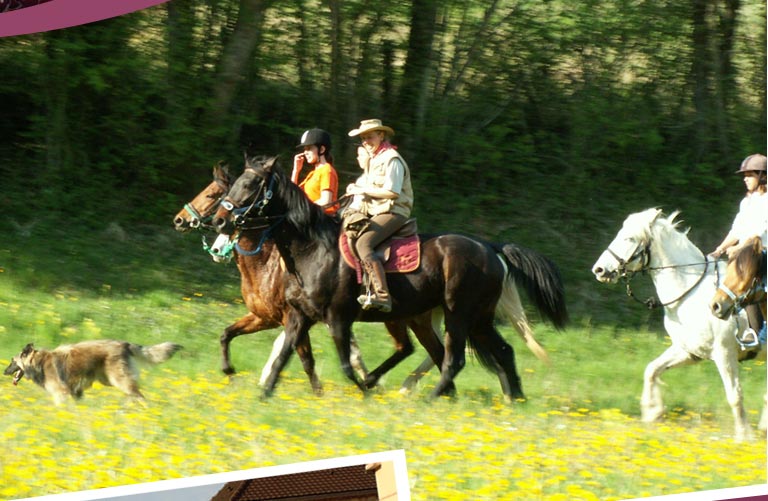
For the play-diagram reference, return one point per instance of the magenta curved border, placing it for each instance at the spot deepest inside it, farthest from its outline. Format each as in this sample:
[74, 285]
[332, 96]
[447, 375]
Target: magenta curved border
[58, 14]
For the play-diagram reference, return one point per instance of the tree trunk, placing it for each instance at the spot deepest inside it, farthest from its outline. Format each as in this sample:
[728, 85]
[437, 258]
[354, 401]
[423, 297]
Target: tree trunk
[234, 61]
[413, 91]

WHAT TO DO
Can you give the whole listing again, changing every "outline" to "boundary" and leaving everything else untouched, with the pictures left out?

ANSWER TO THE TASK
For the play-diagram reference, return one point per instance of the magenta curved border, placing it for each instance at the spot deepest inside it, farthest from its boundary. Format each as in this sample:
[74, 285]
[332, 96]
[447, 375]
Target: magenta curved border
[58, 14]
For the play-diagram reference, return one point per instance of the tree trunk, placing it for each instance at the spot deepest inside it, farthest from its boundary. Format each as in this sample:
[728, 85]
[437, 258]
[354, 401]
[423, 297]
Target: tree trunk
[234, 61]
[413, 91]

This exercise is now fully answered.